** start of Records supplied **

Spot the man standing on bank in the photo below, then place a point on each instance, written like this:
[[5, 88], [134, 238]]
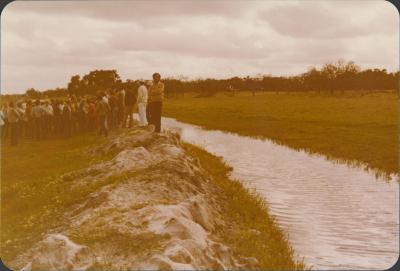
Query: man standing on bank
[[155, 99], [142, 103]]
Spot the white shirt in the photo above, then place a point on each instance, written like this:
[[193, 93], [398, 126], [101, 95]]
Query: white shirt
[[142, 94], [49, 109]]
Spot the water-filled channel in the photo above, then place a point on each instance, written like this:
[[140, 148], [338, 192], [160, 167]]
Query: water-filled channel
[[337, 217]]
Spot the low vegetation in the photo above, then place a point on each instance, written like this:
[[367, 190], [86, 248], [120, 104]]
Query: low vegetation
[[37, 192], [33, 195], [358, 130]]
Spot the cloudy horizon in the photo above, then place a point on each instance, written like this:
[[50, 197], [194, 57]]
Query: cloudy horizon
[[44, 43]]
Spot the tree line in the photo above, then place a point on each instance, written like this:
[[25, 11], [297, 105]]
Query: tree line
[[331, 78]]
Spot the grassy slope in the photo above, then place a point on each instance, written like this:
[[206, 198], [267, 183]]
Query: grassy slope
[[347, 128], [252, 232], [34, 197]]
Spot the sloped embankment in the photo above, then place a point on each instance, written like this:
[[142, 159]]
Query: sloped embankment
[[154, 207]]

** end of Records supplied **
** start of Records supplied **

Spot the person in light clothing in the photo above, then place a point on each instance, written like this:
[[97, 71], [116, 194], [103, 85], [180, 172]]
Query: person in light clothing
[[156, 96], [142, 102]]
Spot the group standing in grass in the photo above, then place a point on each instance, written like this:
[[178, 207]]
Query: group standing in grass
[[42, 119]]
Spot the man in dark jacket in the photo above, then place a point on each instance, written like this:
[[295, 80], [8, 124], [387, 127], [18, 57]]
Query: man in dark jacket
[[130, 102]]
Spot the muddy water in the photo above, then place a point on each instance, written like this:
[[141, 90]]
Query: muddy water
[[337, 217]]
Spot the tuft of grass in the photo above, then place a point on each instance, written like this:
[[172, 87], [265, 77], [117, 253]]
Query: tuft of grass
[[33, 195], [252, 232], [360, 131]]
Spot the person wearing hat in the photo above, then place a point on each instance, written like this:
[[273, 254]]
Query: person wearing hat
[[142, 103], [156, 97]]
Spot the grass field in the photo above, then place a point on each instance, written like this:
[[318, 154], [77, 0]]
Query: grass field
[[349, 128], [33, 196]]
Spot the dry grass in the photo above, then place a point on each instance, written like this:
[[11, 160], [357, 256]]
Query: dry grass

** end of Records supplied **

#### [Task description]
Reproduce the material above word for word, starting at the line that contains "Spot the man standing" and ending at the line that contains "[[142, 94], [49, 109]]", with both of those lines included. Leave the pictures out of your copy.

#### [Answer for the task]
Spot the man standing on bank in the photo below, then place a point on each instance, written like this:
[[5, 88], [134, 238]]
Query: man standing on bank
[[155, 99], [142, 103]]
Spot the white shirt in the photo above, then place a point on each instance, written like this:
[[193, 93], [398, 126], [101, 95]]
Query: white shirt
[[142, 94], [49, 109]]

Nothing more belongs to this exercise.